Exercise: Filter these entries so that only lines with the word "search" remain.

+---+

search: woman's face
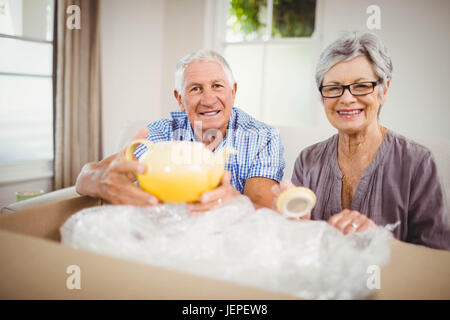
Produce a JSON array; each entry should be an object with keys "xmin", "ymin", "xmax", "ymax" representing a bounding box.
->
[{"xmin": 321, "ymin": 56, "xmax": 387, "ymax": 135}]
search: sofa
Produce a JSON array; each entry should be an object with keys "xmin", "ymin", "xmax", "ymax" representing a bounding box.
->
[{"xmin": 2, "ymin": 124, "xmax": 449, "ymax": 213}]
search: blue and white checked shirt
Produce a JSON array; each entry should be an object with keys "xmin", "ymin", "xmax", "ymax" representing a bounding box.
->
[{"xmin": 134, "ymin": 107, "xmax": 285, "ymax": 193}]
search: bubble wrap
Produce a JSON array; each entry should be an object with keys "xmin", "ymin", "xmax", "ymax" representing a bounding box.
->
[{"xmin": 60, "ymin": 195, "xmax": 391, "ymax": 299}]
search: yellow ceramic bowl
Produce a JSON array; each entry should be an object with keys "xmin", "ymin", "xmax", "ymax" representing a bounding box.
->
[
  {"xmin": 125, "ymin": 139, "xmax": 236, "ymax": 203},
  {"xmin": 276, "ymin": 186, "xmax": 316, "ymax": 219}
]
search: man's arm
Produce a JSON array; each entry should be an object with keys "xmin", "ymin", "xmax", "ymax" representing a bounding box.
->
[
  {"xmin": 243, "ymin": 176, "xmax": 279, "ymax": 209},
  {"xmin": 241, "ymin": 127, "xmax": 285, "ymax": 209}
]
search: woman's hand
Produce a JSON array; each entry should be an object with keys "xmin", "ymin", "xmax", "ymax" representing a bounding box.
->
[
  {"xmin": 328, "ymin": 209, "xmax": 376, "ymax": 234},
  {"xmin": 187, "ymin": 171, "xmax": 240, "ymax": 214},
  {"xmin": 271, "ymin": 180, "xmax": 311, "ymax": 220}
]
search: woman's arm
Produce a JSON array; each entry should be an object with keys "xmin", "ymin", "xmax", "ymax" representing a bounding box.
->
[{"xmin": 407, "ymin": 153, "xmax": 450, "ymax": 250}]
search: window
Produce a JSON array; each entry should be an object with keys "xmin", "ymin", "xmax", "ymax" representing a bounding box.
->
[
  {"xmin": 0, "ymin": 0, "xmax": 54, "ymax": 182},
  {"xmin": 220, "ymin": 0, "xmax": 317, "ymax": 127}
]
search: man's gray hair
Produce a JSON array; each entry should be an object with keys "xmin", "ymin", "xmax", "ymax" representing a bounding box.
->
[
  {"xmin": 174, "ymin": 49, "xmax": 236, "ymax": 94},
  {"xmin": 315, "ymin": 32, "xmax": 393, "ymax": 98}
]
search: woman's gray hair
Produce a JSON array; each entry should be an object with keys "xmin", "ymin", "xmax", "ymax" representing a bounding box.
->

+---+

Output of the task:
search: woman's face
search: sofa
search: blue and white checked shirt
search: bubble wrap
search: yellow ceramic bowl
search: man's arm
search: woman's hand
search: woman's arm
search: window
search: man's gray hair
search: woman's gray hair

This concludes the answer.